- GIVEN REQUEST: Can you scale the entries below, the stretch from the start through the line containing "0, 211, 462, 260", by repeating every line, requests included, with each bounding-box coordinate in the answers multiplied by 0.4 and rounded to a whole number, halves going up?

- RECORDS TO USE:
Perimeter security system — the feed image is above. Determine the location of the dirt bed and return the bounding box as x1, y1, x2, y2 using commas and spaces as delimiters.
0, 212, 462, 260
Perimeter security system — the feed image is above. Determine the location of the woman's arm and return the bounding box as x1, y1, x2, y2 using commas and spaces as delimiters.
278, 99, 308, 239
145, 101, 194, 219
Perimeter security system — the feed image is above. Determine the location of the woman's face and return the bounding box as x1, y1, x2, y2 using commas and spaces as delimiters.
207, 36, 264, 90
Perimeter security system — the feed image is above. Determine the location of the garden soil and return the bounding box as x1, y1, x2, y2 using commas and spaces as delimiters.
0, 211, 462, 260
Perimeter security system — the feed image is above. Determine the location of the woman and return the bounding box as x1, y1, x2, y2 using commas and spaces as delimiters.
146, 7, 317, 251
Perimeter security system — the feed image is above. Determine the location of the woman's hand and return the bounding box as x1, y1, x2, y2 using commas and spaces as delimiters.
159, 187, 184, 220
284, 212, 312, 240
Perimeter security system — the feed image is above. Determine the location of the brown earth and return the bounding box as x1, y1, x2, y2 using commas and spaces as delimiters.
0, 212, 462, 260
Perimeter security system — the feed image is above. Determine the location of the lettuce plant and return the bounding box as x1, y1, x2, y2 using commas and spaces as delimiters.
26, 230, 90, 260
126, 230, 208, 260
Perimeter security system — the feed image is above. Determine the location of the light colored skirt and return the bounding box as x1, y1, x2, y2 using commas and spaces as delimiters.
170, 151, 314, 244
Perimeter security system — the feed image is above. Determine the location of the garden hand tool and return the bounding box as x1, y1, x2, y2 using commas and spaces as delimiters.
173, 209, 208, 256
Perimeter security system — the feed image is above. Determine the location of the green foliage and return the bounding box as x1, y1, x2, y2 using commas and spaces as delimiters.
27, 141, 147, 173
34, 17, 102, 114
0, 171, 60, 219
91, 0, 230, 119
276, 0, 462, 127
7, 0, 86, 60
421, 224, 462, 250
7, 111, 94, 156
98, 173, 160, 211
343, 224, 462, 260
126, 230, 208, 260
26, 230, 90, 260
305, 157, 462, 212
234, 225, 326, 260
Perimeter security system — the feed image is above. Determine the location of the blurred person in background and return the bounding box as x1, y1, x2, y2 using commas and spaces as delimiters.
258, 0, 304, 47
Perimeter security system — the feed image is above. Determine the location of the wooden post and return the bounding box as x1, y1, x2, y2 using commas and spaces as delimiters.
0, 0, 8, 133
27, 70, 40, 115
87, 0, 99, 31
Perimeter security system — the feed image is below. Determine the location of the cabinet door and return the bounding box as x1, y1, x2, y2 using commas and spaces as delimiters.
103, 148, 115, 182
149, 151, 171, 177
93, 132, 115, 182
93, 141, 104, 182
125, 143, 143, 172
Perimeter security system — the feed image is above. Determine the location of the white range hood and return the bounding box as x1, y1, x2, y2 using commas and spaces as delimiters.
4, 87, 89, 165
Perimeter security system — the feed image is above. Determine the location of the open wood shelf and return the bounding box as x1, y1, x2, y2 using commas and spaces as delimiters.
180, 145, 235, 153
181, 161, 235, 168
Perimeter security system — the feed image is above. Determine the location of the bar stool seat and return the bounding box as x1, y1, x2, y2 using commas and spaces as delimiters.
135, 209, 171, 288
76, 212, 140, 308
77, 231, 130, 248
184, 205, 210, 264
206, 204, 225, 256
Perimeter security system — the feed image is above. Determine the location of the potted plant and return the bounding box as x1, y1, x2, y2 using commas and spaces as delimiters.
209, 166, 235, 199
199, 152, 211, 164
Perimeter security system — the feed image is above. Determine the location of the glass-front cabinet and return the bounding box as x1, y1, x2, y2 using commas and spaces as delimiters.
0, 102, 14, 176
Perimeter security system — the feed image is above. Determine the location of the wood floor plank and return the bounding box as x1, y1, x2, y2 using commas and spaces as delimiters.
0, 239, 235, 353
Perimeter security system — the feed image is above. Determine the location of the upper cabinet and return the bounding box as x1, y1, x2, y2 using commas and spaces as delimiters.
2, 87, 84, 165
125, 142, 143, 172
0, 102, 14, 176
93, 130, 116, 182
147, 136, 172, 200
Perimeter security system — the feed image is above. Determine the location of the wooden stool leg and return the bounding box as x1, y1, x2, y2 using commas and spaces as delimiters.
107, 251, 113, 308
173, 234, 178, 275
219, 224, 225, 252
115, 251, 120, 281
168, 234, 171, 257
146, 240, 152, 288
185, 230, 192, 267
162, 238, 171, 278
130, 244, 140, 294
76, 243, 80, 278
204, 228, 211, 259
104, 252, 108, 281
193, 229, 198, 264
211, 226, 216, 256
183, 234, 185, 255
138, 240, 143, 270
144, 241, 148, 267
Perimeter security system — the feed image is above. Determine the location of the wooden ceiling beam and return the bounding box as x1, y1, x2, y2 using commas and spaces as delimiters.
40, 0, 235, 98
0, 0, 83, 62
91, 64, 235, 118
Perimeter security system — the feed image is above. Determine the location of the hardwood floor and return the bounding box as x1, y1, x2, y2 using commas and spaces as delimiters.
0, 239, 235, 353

- FINAL ANSWER:
Perimeter security system — the feed image is above. Determine the location of the dirt bed and return the bounding box as x1, y1, x2, y2 using commas and spaces as delimiters.
0, 85, 185, 104
Perimeter security system — the feed image is above. Determine the location of the woman's arm and return the bounding box as x1, y1, x2, y2 using commas and spaces as delimiters.
111, 40, 123, 96
58, 40, 78, 88
Perimeter security system — the feed image is above. Determine the location of the woman's face and return the bounding box as x1, y1, x2, y2 using commas and spaces as delimiters.
83, 14, 106, 36
Perimeter security system — the feed image is above. Determine the location of the garden soil and return the bounding box as x1, y1, x2, y2 using commas and spaces as delimiters.
0, 84, 185, 104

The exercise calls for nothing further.